■ EXERCISE DESCRIPTION
How many lines of the records below contain the string "stage"? Reply with the number alone.
┌─ ENTRIES SUPPLIED
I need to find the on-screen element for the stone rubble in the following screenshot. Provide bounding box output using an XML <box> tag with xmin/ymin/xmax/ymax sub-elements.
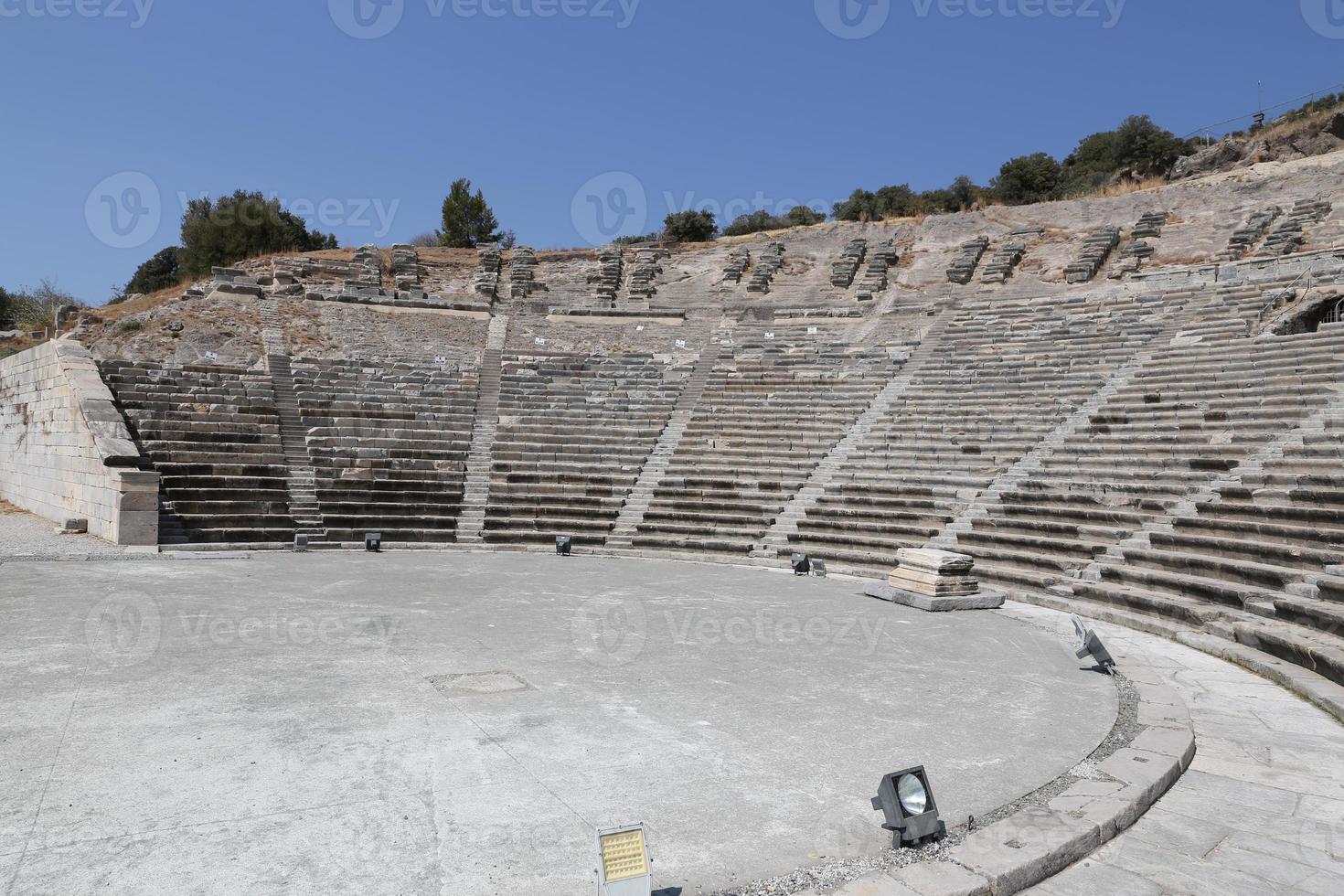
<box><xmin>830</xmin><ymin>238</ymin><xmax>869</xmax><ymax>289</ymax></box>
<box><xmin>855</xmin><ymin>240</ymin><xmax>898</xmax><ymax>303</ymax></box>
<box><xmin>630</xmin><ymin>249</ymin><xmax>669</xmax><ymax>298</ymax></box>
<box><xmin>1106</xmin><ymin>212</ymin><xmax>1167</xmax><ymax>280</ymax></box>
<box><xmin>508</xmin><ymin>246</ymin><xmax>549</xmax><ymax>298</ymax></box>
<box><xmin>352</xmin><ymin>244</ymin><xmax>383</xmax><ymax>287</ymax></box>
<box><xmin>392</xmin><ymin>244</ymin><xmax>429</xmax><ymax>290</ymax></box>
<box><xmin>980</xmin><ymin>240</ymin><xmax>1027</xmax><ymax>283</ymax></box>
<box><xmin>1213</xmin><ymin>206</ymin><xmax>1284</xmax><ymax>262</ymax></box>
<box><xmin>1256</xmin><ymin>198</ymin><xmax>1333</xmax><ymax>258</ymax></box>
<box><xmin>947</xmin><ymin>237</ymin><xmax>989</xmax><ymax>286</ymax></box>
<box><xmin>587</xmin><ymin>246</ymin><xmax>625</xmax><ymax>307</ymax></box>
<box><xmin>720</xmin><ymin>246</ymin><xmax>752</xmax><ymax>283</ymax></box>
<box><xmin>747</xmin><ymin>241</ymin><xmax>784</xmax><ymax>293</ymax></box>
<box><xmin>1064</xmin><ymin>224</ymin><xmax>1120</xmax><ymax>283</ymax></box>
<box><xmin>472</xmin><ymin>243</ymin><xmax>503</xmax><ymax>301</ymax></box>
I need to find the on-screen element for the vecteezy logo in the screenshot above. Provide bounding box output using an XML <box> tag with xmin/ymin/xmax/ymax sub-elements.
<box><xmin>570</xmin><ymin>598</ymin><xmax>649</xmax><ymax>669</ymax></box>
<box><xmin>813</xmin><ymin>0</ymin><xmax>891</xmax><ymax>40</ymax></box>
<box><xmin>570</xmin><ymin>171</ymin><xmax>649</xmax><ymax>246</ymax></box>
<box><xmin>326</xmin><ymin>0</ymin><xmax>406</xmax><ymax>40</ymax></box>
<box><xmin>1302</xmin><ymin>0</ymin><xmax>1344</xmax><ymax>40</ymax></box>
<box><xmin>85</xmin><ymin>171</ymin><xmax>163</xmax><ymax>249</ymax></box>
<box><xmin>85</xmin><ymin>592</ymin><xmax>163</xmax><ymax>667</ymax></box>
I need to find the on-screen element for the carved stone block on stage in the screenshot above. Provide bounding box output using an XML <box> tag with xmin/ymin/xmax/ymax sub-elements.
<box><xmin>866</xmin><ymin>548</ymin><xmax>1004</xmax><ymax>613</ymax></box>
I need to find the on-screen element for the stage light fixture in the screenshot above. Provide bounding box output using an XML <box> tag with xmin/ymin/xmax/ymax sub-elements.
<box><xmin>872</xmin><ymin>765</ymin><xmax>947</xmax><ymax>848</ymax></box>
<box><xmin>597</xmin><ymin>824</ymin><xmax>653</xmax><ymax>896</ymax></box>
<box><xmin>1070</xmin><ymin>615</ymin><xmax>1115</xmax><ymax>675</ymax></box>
└─
┌─ ENTRIES SUPPLIED
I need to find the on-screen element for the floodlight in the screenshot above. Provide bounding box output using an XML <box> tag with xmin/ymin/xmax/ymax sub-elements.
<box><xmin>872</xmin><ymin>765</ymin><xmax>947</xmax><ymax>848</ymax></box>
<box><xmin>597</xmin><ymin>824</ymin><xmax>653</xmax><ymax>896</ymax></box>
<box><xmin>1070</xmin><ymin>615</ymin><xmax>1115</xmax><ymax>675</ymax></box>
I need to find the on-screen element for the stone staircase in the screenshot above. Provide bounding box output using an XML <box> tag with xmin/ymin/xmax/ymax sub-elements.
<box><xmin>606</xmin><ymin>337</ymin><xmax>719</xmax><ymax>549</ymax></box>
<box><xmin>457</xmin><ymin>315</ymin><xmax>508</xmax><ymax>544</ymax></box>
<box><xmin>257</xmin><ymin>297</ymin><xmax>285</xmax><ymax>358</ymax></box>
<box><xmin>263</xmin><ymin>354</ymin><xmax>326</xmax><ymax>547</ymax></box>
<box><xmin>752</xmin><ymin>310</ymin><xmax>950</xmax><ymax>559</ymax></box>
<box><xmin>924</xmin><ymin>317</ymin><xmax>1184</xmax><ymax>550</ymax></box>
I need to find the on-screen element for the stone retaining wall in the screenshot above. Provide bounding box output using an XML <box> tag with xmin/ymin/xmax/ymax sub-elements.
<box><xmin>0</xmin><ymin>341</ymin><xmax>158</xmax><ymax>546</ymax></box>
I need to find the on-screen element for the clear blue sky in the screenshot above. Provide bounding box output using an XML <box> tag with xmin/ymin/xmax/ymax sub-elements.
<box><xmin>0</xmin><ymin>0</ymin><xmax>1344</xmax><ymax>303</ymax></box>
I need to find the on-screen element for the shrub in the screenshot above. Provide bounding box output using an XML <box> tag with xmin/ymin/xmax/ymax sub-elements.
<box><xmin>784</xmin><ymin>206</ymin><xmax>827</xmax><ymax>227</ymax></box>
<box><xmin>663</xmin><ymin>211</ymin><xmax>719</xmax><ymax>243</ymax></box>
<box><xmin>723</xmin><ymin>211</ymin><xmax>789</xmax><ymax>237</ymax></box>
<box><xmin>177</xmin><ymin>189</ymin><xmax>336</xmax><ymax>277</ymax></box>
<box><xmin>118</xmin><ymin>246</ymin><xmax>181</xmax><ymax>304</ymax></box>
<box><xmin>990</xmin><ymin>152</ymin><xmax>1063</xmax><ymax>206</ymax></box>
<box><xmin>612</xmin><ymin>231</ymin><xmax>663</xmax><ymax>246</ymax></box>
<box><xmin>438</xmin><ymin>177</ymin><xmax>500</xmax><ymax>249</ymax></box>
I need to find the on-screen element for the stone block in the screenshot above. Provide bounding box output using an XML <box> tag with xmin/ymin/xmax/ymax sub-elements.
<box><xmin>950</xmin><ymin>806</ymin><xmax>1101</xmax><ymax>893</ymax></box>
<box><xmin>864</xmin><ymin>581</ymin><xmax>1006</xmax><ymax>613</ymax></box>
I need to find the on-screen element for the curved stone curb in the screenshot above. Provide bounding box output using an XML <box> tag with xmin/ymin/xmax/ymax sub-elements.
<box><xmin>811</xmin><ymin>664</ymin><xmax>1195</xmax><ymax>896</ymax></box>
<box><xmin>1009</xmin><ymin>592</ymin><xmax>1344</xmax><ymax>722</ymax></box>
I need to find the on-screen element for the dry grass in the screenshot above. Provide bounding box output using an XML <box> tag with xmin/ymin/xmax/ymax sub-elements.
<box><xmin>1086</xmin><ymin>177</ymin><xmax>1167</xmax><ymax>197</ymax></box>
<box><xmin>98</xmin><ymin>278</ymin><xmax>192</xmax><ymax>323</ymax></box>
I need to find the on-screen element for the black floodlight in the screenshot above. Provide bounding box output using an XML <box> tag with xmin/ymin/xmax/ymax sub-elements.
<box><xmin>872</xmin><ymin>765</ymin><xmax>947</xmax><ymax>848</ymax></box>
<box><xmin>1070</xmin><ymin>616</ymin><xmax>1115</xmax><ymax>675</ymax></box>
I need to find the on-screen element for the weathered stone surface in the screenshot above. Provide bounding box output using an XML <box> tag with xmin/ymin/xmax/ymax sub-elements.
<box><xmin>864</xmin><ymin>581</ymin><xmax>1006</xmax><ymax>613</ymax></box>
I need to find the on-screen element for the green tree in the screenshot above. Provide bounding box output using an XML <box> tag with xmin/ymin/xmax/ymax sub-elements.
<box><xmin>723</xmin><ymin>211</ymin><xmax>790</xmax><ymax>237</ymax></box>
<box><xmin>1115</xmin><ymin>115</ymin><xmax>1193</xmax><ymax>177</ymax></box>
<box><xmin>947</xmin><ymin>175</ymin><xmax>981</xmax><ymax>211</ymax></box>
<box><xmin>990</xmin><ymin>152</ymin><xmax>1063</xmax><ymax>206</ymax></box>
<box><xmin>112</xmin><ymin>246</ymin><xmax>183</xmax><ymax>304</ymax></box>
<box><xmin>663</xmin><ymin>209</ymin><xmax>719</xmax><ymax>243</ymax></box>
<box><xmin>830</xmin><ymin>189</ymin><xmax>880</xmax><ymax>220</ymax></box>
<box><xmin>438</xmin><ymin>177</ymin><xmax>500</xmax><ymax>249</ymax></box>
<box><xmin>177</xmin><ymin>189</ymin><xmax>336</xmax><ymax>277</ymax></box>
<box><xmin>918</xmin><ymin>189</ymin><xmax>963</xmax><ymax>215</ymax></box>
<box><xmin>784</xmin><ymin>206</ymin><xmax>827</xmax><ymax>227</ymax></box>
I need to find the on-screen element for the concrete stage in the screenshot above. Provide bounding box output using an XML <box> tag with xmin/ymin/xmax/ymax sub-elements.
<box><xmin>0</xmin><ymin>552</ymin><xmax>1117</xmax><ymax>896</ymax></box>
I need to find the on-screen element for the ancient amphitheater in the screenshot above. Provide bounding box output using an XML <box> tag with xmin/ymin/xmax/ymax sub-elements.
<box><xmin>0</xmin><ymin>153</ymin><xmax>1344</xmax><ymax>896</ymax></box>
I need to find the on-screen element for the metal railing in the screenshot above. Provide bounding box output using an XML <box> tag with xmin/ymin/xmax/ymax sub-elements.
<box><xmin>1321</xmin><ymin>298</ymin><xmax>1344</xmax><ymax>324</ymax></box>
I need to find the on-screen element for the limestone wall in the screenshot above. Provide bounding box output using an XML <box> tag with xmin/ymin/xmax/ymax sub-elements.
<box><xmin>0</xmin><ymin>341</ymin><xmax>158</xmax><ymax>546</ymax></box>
└─
■ RESULT OF THIS EXERCISE
3